Gegeven tekst =>
※ ※ ※
Lessen uit de Filosofentuin
Een tekst nav een boekpresentatie op 1/12/24 ‘Berichten uit de filosofentuin”, Mieke Maerten, 2023, uitgegeven door Garant/Cyclus, Antwerpen
Elke tuin, hoe klein of hoe groot die ook mag zijn, heeft wellicht zijn eigen verhaal. Zelfs achter de aankoop van een plant of struik in een pot zit een verhaal. Het verhaal van de filosofentuin begint met mijn rouw die volgde op ziekte en de euthanasie van mijn zoon. De rouwsluier die mij omklemde maakte de aanleg van de tuin noodzakelijk. Want om niet weg te zinken in het moeras van verdriet, om niet ‘versteend’ door het leven te gaan, om mijn empathie voor anderen niet te verliezen en niet te verdrinken in zelfmedelijden, moest ik op zoek naar iets dat tegengewicht gaf aan het donkere, aan het zware dat plots in mijn leven gekomen was. Iets dat een bron kon zijn van schoonheid, verwondering en troost. Een plek van rust maar ook een uitnodigende plek waar niet alleen ik, maar ook mijn familie, vrienden, kennissen en elke bezoeker zich goed zou voelen.
Mijn gedachten gingen naar de filosofen uit het oude Griekenland en Rome. Zij zagen de tuin als de plaats waar men ver van de drukte van de stad elkaar kon ontmoeten om over literatuur te spreken, over levensvragen na te denken en samen dingen te onderzoeken. Tuinieren werd door hen als ideale oefening voor het lichaam erkend en werd ook toen reeds bij depressie als therapie aangeraden. Plato, Aristoteles, maar ook de stoïcijnen in het oude Rome gaven al kuierend in tuinen en parken les. Voor Epicurus stond de tuin symbool voor onafhankelijkheid. Geeft de tuin je immers niet de mogelijkheid om zelfvoorzienend te zijn en zo onafhankelijkheid te verwerven?
De tuin als ontmoetingsplaats, een plek om rond te wandelen, van gedachten te wisselen en te genieten van de kleine, verrassende en mooie dingen van het leven, de tuin als therapie? Het idee van de filosofentuin was geboren.
※ ※ ※
Materiaalfragmenten =>
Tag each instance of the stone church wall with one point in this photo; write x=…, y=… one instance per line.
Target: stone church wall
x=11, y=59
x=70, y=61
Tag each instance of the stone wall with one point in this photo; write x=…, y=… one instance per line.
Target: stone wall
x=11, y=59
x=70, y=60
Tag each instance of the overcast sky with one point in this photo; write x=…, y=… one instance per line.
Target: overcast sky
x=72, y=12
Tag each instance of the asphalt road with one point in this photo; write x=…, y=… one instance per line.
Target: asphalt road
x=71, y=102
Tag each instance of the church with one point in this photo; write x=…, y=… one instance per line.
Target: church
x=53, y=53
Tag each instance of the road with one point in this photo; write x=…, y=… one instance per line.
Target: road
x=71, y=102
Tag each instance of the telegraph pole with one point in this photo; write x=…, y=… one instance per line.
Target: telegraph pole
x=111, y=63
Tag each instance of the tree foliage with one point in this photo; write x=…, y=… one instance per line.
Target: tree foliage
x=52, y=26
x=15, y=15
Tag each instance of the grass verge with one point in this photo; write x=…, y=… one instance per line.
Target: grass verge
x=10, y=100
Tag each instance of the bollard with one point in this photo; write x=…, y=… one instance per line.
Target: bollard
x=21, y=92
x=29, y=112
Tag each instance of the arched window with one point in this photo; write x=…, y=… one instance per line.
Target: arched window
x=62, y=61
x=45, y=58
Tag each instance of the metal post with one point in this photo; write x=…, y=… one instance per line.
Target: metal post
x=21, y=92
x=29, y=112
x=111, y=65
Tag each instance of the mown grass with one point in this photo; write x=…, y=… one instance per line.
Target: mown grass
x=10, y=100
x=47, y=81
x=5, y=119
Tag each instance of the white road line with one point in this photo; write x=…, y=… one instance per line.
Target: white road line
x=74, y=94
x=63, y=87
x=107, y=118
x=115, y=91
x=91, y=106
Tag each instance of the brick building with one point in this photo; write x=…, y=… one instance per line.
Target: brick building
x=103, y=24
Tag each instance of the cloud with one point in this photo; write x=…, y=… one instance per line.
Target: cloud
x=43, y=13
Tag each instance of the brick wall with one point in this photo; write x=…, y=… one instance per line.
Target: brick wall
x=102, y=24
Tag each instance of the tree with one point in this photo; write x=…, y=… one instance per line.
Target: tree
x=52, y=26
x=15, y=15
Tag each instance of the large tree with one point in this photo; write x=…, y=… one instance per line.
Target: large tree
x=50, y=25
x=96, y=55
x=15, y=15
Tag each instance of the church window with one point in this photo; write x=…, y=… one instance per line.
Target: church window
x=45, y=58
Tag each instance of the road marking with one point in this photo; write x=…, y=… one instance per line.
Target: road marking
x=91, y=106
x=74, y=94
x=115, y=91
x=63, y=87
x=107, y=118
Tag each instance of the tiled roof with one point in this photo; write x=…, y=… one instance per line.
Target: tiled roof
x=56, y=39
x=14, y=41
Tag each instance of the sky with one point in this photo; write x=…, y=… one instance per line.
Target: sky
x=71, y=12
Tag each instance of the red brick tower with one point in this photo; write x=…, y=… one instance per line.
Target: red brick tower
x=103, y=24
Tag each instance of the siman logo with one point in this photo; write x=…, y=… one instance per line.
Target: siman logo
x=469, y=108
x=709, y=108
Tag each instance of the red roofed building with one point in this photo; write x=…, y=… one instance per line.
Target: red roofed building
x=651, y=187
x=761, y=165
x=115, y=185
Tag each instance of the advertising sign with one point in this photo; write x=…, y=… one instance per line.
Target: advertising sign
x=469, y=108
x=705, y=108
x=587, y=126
※ ※ ※
Opdracht =>
Neem uit de tekst over de filosofentuin het stuk van "Mijn gedachten gingen" tot en met "filosofentuin was geboren." woordelijk over.

Antwoordvak =>
Mijn gedachten gingen naar de filosofen uit het oude Griekenland en Rome. Zij zagen de tuin als de plaats waar men ver van de drukte van de stad elkaar kon ontmoeten om over literatuur te spreken, over levensvragen na te denken en samen dingen te onderzoeken. Tuinieren werd door hen als ideale oefening voor het lichaam erkend en werd ook toen reeds bij depressie als therapie aangeraden. Plato, Aristoteles, maar ook de stoïcijnen in het oude Rome gaven al kuierend in tuinen en parken les. Voor Epicurus stond de tuin symbool voor onafhankelijkheid. Geeft de tuin je immers niet de mogelijkheid om zelfvoorzienend te zijn en zo onafhankelijkheid te verwerven?
De tuin als ontmoetingsplaats, een plek om rond te wandelen, van gedachten te wisselen en te genieten van de kleine, verrassende en mooie dingen van het leven, de tuin als therapie? Het idee van de filosofentuin was geboren.